Reproduce every line of the material below verbatim, omitting the pictures.

== == ==

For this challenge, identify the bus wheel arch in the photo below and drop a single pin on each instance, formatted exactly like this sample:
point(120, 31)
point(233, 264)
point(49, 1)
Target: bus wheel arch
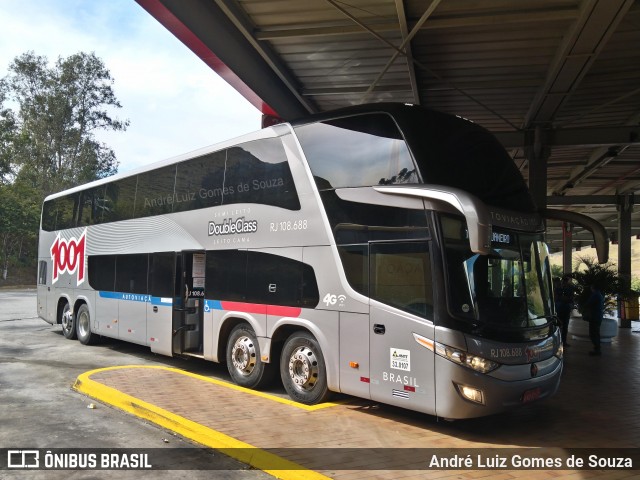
point(66, 318)
point(303, 369)
point(83, 324)
point(243, 357)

== == ==

-- Written answer --
For this challenge, identify the bus wheel arch in the photo below and drop a single pin on each instance, formatted exactly like this sample:
point(120, 31)
point(233, 264)
point(49, 1)
Target: bus wheel arch
point(66, 318)
point(303, 369)
point(83, 324)
point(243, 357)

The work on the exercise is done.